▸ **Goal**
Return the records word for word from their start through the line containing "[[106, 94]]", including that line. Leave the pictures out.

[Part of a data file]
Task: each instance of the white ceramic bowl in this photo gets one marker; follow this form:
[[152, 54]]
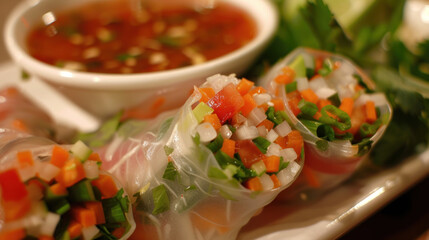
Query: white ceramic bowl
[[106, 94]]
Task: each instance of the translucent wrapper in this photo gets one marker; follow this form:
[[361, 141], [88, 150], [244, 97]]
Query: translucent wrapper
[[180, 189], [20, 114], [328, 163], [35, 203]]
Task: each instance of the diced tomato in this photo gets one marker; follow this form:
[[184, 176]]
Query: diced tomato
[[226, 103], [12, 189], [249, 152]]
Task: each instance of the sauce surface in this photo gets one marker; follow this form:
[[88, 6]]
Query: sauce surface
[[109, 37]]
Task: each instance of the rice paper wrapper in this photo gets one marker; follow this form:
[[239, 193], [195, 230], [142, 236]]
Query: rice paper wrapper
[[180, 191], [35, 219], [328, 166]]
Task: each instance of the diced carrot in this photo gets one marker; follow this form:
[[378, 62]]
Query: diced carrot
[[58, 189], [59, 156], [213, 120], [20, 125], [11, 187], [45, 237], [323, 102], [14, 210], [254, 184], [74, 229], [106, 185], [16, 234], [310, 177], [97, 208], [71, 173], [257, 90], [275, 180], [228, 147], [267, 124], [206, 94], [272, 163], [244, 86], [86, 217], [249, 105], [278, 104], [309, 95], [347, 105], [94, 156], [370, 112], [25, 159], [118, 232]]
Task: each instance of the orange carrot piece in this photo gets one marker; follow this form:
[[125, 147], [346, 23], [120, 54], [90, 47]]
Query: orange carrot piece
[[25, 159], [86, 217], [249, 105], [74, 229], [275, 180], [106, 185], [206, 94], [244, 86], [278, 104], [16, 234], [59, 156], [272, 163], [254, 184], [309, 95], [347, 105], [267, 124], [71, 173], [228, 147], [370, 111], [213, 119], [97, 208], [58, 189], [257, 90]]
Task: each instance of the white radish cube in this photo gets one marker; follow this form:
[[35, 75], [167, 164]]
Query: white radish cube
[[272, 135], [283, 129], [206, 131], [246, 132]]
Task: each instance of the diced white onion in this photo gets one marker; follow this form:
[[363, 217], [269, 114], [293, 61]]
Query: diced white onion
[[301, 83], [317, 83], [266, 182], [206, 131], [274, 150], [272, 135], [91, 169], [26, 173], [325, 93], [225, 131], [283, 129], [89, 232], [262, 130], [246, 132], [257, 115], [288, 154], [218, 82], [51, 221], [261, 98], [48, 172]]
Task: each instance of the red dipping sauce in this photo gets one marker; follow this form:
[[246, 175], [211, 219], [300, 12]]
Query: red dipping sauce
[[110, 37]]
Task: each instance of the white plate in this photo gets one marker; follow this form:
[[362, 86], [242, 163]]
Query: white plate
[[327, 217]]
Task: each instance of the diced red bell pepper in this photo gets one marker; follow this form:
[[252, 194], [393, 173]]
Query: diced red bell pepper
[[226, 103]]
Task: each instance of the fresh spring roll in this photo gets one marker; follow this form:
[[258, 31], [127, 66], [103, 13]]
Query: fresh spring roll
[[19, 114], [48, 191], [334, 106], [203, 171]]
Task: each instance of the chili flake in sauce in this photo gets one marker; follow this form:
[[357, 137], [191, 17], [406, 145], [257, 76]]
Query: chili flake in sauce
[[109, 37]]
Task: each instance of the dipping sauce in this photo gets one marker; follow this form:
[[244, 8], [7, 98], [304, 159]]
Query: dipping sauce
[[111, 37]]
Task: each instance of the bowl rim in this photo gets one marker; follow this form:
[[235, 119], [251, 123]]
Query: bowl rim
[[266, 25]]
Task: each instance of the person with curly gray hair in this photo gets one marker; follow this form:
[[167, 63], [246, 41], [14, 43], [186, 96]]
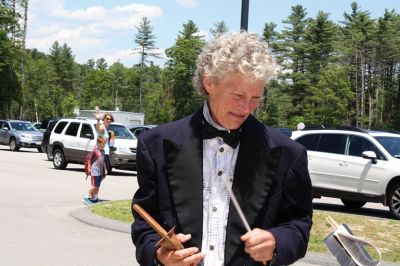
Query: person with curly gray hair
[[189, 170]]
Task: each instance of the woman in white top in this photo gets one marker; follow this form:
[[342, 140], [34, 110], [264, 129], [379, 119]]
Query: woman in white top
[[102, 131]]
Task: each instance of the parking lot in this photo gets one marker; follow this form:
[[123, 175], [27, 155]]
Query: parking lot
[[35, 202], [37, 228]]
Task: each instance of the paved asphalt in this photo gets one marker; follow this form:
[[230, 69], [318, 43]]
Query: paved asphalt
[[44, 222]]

▸ **Full response**
Task: each instance of the white ceramic bowl in this photo gets one marker; follow this form:
[[152, 54]]
Query: white ceramic bowl
[[106, 94]]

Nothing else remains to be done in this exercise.